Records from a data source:
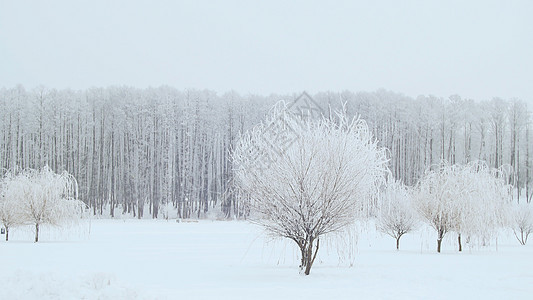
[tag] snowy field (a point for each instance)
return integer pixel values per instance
(158, 259)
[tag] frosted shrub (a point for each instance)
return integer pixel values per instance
(40, 197)
(307, 179)
(521, 221)
(397, 215)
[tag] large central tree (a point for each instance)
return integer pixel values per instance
(308, 178)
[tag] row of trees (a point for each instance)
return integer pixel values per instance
(309, 177)
(470, 200)
(32, 197)
(159, 150)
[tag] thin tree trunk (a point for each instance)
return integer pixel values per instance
(36, 232)
(398, 242)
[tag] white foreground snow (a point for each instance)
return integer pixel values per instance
(157, 259)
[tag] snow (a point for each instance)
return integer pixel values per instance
(159, 259)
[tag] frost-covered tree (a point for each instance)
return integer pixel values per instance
(466, 199)
(306, 179)
(397, 215)
(10, 203)
(521, 221)
(45, 197)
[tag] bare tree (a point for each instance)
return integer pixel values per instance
(10, 203)
(467, 199)
(397, 216)
(521, 221)
(308, 179)
(48, 198)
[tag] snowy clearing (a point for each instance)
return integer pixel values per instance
(157, 259)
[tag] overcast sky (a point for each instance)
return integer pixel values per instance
(477, 49)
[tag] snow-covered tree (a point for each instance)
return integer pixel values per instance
(10, 203)
(308, 178)
(466, 199)
(397, 215)
(43, 197)
(521, 221)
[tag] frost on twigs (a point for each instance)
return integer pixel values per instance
(326, 176)
(41, 197)
(521, 221)
(397, 215)
(469, 200)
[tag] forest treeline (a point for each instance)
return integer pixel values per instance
(162, 150)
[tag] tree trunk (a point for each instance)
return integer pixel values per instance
(36, 232)
(308, 255)
(398, 242)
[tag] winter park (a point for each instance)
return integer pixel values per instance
(266, 150)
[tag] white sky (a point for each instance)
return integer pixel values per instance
(477, 49)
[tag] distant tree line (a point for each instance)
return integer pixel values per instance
(167, 152)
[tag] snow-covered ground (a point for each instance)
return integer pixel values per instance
(158, 259)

• The problem
Could you retype exactly the lines above, starting at the line that contains "[tag] thin tree" and ending at the line that contains "[tag] overcast sky", and nothing more?

• Response to the exercise
[tag] thin tree trunk (a point for each instance)
return integer pixel values per instance
(36, 232)
(398, 242)
[tag] white foreground snow (a point for each instance)
return integer pixel values per instance
(157, 259)
[tag] snow (a point for each instance)
return integer pixel values per instance
(159, 259)
[tag] frost-covered tree (a point for each instance)
return integer pixel values per instance
(466, 199)
(306, 179)
(397, 215)
(10, 203)
(521, 221)
(45, 197)
[tag] bare tree (a point for each instance)
return integer pixel values per instance
(10, 203)
(467, 199)
(397, 216)
(521, 221)
(308, 179)
(48, 198)
[tag] snowy clearing (a point for each instance)
return integer pixel values per instance
(157, 259)
[tag] overcast sky (a point for each instance)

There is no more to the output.